- **WRITTEN EXERCISE**: Could you repeat the records below exactly, leaving out any pictures?

***

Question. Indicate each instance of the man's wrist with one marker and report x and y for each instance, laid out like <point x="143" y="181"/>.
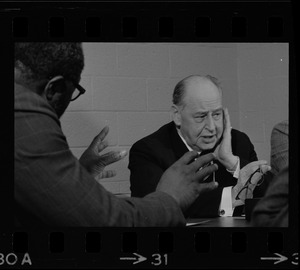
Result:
<point x="232" y="165"/>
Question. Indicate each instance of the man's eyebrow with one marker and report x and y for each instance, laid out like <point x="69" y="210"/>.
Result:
<point x="216" y="110"/>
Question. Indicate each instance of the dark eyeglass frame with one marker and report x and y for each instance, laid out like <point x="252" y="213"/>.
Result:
<point x="248" y="182"/>
<point x="80" y="89"/>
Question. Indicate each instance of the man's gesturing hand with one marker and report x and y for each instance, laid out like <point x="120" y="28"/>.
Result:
<point x="183" y="179"/>
<point x="223" y="151"/>
<point x="94" y="162"/>
<point x="245" y="186"/>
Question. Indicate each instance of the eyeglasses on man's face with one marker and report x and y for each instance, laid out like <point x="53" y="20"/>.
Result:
<point x="79" y="90"/>
<point x="246" y="187"/>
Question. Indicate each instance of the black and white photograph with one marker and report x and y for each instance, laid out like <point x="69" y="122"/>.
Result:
<point x="151" y="134"/>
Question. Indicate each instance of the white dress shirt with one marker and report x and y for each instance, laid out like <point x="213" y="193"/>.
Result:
<point x="226" y="206"/>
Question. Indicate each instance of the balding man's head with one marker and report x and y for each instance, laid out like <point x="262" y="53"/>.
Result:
<point x="196" y="82"/>
<point x="198" y="111"/>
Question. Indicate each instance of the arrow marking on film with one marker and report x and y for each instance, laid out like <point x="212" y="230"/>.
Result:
<point x="137" y="259"/>
<point x="279" y="259"/>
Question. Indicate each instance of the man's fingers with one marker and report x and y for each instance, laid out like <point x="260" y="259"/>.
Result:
<point x="227" y="121"/>
<point x="207" y="186"/>
<point x="202" y="161"/>
<point x="253" y="166"/>
<point x="101" y="146"/>
<point x="187" y="158"/>
<point x="112" y="157"/>
<point x="204" y="172"/>
<point x="100" y="137"/>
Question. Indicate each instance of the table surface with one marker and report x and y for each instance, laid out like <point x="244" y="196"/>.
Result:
<point x="218" y="222"/>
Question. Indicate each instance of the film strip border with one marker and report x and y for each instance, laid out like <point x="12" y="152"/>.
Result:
<point x="102" y="248"/>
<point x="154" y="21"/>
<point x="151" y="247"/>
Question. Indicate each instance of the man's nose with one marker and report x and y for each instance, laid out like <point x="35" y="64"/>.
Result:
<point x="210" y="123"/>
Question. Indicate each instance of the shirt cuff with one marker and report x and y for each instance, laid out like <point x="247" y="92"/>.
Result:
<point x="236" y="173"/>
<point x="226" y="209"/>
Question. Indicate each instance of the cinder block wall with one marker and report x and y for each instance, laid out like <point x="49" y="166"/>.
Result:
<point x="129" y="88"/>
<point x="263" y="91"/>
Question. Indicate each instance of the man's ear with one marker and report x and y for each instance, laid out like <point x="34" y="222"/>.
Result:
<point x="55" y="88"/>
<point x="176" y="115"/>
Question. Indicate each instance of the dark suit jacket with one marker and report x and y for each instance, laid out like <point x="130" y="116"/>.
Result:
<point x="152" y="155"/>
<point x="51" y="188"/>
<point x="272" y="209"/>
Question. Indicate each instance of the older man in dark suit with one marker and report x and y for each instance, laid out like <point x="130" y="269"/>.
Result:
<point x="199" y="123"/>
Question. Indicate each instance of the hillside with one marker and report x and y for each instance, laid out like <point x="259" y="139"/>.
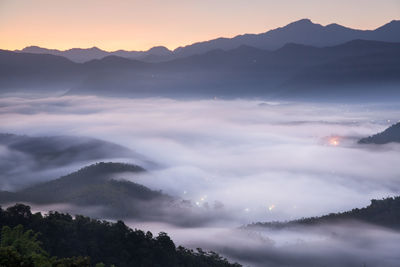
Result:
<point x="62" y="235"/>
<point x="352" y="70"/>
<point x="27" y="159"/>
<point x="96" y="186"/>
<point x="384" y="212"/>
<point x="391" y="134"/>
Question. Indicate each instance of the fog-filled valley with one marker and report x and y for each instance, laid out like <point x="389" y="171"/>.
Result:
<point x="199" y="133"/>
<point x="210" y="167"/>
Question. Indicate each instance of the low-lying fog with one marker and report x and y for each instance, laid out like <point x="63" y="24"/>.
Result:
<point x="255" y="160"/>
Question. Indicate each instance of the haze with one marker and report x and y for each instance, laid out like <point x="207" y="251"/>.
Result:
<point x="140" y="25"/>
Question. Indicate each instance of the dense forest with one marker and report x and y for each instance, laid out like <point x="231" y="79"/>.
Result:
<point x="94" y="185"/>
<point x="384" y="212"/>
<point x="60" y="240"/>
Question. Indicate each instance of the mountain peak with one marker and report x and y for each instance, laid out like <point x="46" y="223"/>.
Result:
<point x="301" y="22"/>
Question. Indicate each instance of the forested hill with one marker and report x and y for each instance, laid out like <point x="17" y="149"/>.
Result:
<point x="385" y="212"/>
<point x="110" y="243"/>
<point x="96" y="186"/>
<point x="391" y="134"/>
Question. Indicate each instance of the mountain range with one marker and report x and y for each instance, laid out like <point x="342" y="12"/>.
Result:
<point x="383" y="212"/>
<point x="389" y="135"/>
<point x="96" y="186"/>
<point x="306" y="61"/>
<point x="300" y="32"/>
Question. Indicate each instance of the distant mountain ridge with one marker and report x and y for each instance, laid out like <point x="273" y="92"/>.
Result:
<point x="384" y="212"/>
<point x="96" y="185"/>
<point x="81" y="55"/>
<point x="356" y="69"/>
<point x="391" y="134"/>
<point x="301" y="32"/>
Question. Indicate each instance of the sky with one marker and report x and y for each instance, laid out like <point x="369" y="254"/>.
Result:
<point x="140" y="25"/>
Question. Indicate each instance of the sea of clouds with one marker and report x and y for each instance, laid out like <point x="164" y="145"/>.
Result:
<point x="253" y="160"/>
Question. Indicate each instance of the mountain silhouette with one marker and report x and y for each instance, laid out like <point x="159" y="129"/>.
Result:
<point x="355" y="69"/>
<point x="303" y="32"/>
<point x="96" y="186"/>
<point x="81" y="55"/>
<point x="391" y="134"/>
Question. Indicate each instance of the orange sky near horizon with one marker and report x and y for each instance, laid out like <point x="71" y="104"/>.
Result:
<point x="140" y="25"/>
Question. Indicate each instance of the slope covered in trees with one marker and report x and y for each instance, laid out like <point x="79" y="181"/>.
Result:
<point x="95" y="185"/>
<point x="385" y="212"/>
<point x="66" y="237"/>
<point x="391" y="134"/>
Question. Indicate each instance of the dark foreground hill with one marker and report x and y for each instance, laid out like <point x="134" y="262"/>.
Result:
<point x="391" y="134"/>
<point x="97" y="188"/>
<point x="385" y="212"/>
<point x="110" y="243"/>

***

- **THE OUTPUT**:
Question. Indicate each instance of the man's wrist with one marker and report x and y for each instance, laid out like <point x="143" y="181"/>.
Result:
<point x="232" y="165"/>
Question. Indicate each instance of the man's eyebrow with one marker and report x and y for each instance, laid out like <point x="69" y="210"/>.
Result:
<point x="216" y="110"/>
Question. Indicate each instance of the dark eyeglass frame with one marker and report x and y for each instance, laid out like <point x="252" y="213"/>.
Result:
<point x="248" y="182"/>
<point x="80" y="89"/>
Question. Indicate each instance of the man's gesturing hand with one marker and report x and y for each instance, laid out like <point x="120" y="28"/>.
Result:
<point x="183" y="179"/>
<point x="223" y="151"/>
<point x="94" y="162"/>
<point x="245" y="186"/>
Question. Indicate each instance of the eyeglasses on man's face with one marker and report x and y for each instance, laid out like <point x="53" y="20"/>.
Result:
<point x="79" y="90"/>
<point x="246" y="187"/>
Question. Indicate each instance of the black and white photograph with one marker and report x and y for each instance, laid out like <point x="69" y="122"/>.
Result:
<point x="151" y="134"/>
Question. Indicate each instance of the white dress shirt with one marker and report x and y for each instance, laid out like <point x="213" y="193"/>.
Result:
<point x="226" y="206"/>
Question. Indicate each instance of the balding man's head with one marker and report x and y for each instance, laid out like <point x="262" y="53"/>.
Result:
<point x="196" y="82"/>
<point x="198" y="111"/>
Question. Indicate each instance of the arrow marking on film with one marker and report x and y for each instance, laid out like <point x="212" y="230"/>.
Result:
<point x="137" y="259"/>
<point x="279" y="259"/>
Question. Indicate each instance of the man's fingers with one marker and report x and y for each instance, laid out like <point x="260" y="259"/>.
Result:
<point x="227" y="121"/>
<point x="207" y="186"/>
<point x="202" y="161"/>
<point x="253" y="166"/>
<point x="101" y="146"/>
<point x="187" y="158"/>
<point x="112" y="157"/>
<point x="204" y="172"/>
<point x="100" y="137"/>
Question. Indicate each instance of the table surface with one marker and report x and y for each instance, laid out like <point x="244" y="196"/>.
Result:
<point x="218" y="222"/>
Question. Indicate each instance of the film strip border with one marker and report x and y for each instance, laid out like <point x="12" y="152"/>.
Result:
<point x="102" y="248"/>
<point x="154" y="21"/>
<point x="151" y="247"/>
Question. Indicate each instance of the man's nose with one marker and report x and y for each instance, laid out like <point x="35" y="64"/>.
Result:
<point x="210" y="123"/>
Question. Indicate each instance of the shirt cuff with one marker and report x and y for each instance, laid out like <point x="247" y="92"/>.
Result:
<point x="236" y="173"/>
<point x="226" y="209"/>
Question. Indicate each instance of the cinder block wall with one marker and report x and y for each instance, laid out like <point x="49" y="166"/>.
Result:
<point x="129" y="88"/>
<point x="263" y="91"/>
Question. Indicate each instance of the man's ear with one marker and report x and y for each instance, laid out like <point x="34" y="222"/>.
Result:
<point x="55" y="88"/>
<point x="176" y="115"/>
Question. Indicate each instance of the dark suit jacket with one marker and report x and y for each instance, laid out like <point x="130" y="116"/>.
Result:
<point x="152" y="155"/>
<point x="51" y="188"/>
<point x="272" y="209"/>
Question. Indicate each instance of the older man in dark suit with one marker and report x and y for each instance, laid out like <point x="130" y="269"/>.
Result:
<point x="199" y="123"/>
Question. Indicate each instance of the hillside with one marker and report x and y for each instance, laid out like <point x="259" y="139"/>.
Result:
<point x="62" y="235"/>
<point x="352" y="70"/>
<point x="27" y="159"/>
<point x="96" y="186"/>
<point x="384" y="212"/>
<point x="391" y="134"/>
Question. Indicate each instance of the fog-filled valley with one marker and report x and y for each instance, laid out like <point x="389" y="171"/>.
Result:
<point x="199" y="133"/>
<point x="210" y="167"/>
Question. Indicate each instance of the low-lying fog with one marker and report x and y for each instance, laid out like <point x="63" y="24"/>.
Result:
<point x="255" y="160"/>
Question. Indicate each instance of the haze with one marker and report x and y for each instance, laid out like <point x="207" y="251"/>.
Result:
<point x="140" y="25"/>
Question. Indicate each instance of the dense forest with one marker and report x and y for each instance, laid out like <point x="231" y="79"/>.
Result:
<point x="94" y="185"/>
<point x="384" y="212"/>
<point x="60" y="240"/>
Question. Indicate each instance of the mountain peak with one marker and report x and y for each instance, laid out like <point x="46" y="223"/>.
Result:
<point x="301" y="22"/>
Question. Indicate each instance of the forested hill with one marker and report x and y for each instance, laid out like <point x="17" y="149"/>.
Result:
<point x="385" y="212"/>
<point x="110" y="243"/>
<point x="96" y="186"/>
<point x="391" y="134"/>
Question. Indicate each instance of the mountain range with one marker and report x and y for each instance, laid out like <point x="342" y="12"/>.
Result:
<point x="383" y="212"/>
<point x="389" y="135"/>
<point x="96" y="186"/>
<point x="306" y="61"/>
<point x="300" y="32"/>
Question. Indicate each instance of the distant mountain ridge with one marker and report x and y for each instance, laid out like <point x="273" y="92"/>.
Result:
<point x="384" y="212"/>
<point x="96" y="185"/>
<point x="81" y="55"/>
<point x="356" y="69"/>
<point x="391" y="134"/>
<point x="301" y="32"/>
Question. Indicate each instance of the sky with one marker and report x and y for each instance, laid out like <point x="369" y="254"/>.
Result:
<point x="140" y="25"/>
Question. Indicate each instance of the sea of clouds with one marker and report x and y for each instance, laid out like <point x="164" y="145"/>.
Result:
<point x="253" y="160"/>
Question. Indicate each instance of the mountain silhouette with one marker and report x and y for each instance, laid out like <point x="159" y="129"/>.
Result:
<point x="355" y="69"/>
<point x="303" y="32"/>
<point x="96" y="186"/>
<point x="81" y="55"/>
<point x="391" y="134"/>
Question. Indicate each instance of the orange sky near horizon with one marker and report x and y for each instance, laid out like <point x="71" y="104"/>.
Result:
<point x="140" y="25"/>
Question. Indicate each instance of the slope covered in trees with one marker and report x and y for each instance, laid out like <point x="79" y="181"/>.
Result:
<point x="95" y="185"/>
<point x="385" y="212"/>
<point x="66" y="237"/>
<point x="391" y="134"/>
Question. Indicate each instance of the dark foreground hill with one marker and report x and y for each instance, laid out like <point x="134" y="262"/>.
Result:
<point x="391" y="134"/>
<point x="97" y="188"/>
<point x="385" y="212"/>
<point x="110" y="243"/>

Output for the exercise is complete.